■ **Supplied material**

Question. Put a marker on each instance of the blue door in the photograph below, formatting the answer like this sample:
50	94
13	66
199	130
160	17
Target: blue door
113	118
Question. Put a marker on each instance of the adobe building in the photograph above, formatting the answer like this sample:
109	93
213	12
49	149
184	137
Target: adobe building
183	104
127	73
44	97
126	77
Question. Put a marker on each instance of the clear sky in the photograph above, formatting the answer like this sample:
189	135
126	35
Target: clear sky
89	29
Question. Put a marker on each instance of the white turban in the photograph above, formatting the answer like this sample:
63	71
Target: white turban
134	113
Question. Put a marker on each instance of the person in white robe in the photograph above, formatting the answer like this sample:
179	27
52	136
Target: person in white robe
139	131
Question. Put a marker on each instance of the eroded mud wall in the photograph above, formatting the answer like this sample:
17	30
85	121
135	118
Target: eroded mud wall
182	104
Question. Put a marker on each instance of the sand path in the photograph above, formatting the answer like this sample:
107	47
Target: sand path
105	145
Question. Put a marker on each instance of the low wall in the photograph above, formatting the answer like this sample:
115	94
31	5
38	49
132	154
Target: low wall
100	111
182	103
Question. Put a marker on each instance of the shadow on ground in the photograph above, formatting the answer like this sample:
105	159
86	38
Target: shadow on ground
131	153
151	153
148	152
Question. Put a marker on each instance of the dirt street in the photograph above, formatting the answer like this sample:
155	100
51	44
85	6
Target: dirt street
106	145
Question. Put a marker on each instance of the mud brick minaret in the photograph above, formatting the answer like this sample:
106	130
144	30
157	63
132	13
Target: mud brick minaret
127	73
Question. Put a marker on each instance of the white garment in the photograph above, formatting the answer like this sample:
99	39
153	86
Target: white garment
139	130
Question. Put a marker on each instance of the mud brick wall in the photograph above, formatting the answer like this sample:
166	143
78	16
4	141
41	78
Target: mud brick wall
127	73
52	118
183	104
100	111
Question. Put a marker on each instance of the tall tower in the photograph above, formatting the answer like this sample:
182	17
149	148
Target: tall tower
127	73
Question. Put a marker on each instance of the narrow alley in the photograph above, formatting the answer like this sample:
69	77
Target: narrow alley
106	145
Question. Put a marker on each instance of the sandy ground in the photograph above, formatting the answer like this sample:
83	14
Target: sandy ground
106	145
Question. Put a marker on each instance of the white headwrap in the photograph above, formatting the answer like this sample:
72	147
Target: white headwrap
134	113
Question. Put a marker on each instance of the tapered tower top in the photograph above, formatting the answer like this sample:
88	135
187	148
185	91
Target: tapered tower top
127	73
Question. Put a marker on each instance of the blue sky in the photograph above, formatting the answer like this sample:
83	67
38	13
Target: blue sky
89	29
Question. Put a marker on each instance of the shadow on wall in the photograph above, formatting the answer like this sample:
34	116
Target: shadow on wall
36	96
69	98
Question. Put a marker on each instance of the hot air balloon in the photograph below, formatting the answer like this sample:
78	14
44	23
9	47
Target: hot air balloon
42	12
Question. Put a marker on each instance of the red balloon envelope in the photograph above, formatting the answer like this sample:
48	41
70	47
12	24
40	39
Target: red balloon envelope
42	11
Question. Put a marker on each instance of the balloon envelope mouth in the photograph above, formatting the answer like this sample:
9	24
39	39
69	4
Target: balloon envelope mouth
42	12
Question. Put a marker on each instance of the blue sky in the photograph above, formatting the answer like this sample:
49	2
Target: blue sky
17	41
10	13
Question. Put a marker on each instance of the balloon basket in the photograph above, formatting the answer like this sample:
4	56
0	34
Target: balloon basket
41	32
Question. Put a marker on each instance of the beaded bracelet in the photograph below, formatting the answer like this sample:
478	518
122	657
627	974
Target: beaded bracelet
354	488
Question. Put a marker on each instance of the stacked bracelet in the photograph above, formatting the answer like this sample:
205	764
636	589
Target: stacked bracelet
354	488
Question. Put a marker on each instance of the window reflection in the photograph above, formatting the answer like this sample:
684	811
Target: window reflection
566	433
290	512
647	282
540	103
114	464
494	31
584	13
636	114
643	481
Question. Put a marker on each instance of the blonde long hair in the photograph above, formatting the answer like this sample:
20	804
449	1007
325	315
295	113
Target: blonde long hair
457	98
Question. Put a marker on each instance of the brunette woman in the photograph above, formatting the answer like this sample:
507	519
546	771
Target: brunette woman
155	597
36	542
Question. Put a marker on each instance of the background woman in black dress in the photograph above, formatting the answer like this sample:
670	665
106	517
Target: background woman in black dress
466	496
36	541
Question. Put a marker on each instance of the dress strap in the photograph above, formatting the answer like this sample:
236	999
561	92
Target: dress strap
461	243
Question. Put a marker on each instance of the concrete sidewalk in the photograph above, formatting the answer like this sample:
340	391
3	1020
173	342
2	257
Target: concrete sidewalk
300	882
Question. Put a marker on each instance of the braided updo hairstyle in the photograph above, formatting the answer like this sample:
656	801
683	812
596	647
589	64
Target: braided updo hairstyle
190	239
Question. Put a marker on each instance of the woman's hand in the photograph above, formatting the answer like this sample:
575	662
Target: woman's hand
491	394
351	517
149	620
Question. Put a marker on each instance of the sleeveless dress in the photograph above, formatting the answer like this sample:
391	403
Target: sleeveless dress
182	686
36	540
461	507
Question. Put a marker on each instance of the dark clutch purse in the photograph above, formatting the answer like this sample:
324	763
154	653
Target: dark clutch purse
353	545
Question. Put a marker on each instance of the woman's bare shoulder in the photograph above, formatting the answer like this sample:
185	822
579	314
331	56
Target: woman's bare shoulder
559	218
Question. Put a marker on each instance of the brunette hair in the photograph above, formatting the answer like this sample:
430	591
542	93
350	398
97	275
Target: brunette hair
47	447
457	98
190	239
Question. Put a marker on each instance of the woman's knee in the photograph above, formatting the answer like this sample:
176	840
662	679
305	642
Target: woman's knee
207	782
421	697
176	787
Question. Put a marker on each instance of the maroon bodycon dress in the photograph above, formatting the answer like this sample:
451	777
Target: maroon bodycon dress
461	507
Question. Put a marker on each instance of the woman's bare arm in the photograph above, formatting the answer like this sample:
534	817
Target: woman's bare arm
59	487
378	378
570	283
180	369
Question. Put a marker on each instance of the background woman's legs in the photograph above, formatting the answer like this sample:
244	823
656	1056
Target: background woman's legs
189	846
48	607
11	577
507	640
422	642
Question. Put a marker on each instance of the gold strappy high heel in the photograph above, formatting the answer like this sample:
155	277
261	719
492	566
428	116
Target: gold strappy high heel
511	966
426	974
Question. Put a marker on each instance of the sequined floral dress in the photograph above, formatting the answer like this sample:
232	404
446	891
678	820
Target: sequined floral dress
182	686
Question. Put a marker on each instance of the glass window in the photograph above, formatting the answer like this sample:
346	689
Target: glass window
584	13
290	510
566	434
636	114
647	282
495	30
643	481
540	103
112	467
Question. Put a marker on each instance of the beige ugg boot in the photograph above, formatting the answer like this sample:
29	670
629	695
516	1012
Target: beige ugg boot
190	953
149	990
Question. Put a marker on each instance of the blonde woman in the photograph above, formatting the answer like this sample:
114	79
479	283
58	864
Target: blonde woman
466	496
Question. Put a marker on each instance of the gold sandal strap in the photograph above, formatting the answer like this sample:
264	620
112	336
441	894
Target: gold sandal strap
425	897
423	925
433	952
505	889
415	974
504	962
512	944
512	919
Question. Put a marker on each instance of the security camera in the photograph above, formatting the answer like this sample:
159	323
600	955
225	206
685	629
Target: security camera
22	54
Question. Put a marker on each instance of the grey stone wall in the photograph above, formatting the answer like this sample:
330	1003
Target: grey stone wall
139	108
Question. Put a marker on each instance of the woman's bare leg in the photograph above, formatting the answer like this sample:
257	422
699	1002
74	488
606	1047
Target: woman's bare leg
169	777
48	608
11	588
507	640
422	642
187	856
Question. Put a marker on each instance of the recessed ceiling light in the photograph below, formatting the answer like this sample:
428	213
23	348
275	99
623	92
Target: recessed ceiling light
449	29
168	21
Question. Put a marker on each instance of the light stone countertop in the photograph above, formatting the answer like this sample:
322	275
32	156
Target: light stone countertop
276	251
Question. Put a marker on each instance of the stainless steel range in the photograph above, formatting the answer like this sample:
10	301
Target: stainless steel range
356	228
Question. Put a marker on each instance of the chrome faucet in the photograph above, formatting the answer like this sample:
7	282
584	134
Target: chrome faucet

■ **Set problem**
Your output consists solely of the lines from the one with "bare leg in" through the last line, copied exactly.

■ **Solution for this problem**
Question. Put a marker on each instance of the woman's bare leg in the photograph above, formatting the answer like this sample:
257	422
699	1002
74	488
606	1047
Target: woman's bare leg
169	777
48	608
11	588
507	640
422	642
187	856
Question. Put a marker on each instance of the recessed ceiling light in the photograph below, formatting the answer like this sample:
428	213
23	348
275	99
623	92
Target: recessed ceiling light
449	29
168	21
Question. Put a marker on each instance of the light stone countertop in the photograph above, formatting the answer like this sample:
322	275
32	156
Target: light stone countertop
276	251
Question. Put a marker on each instance of the stainless steel range in the photograph above, formatting the answer like this sample:
10	301
Target: stainless steel range
356	228
Question. Put a marker on each instance of the chrome faucet in the photograph above, formatting the answer like this sample:
7	282
584	134
Target: chrome faucet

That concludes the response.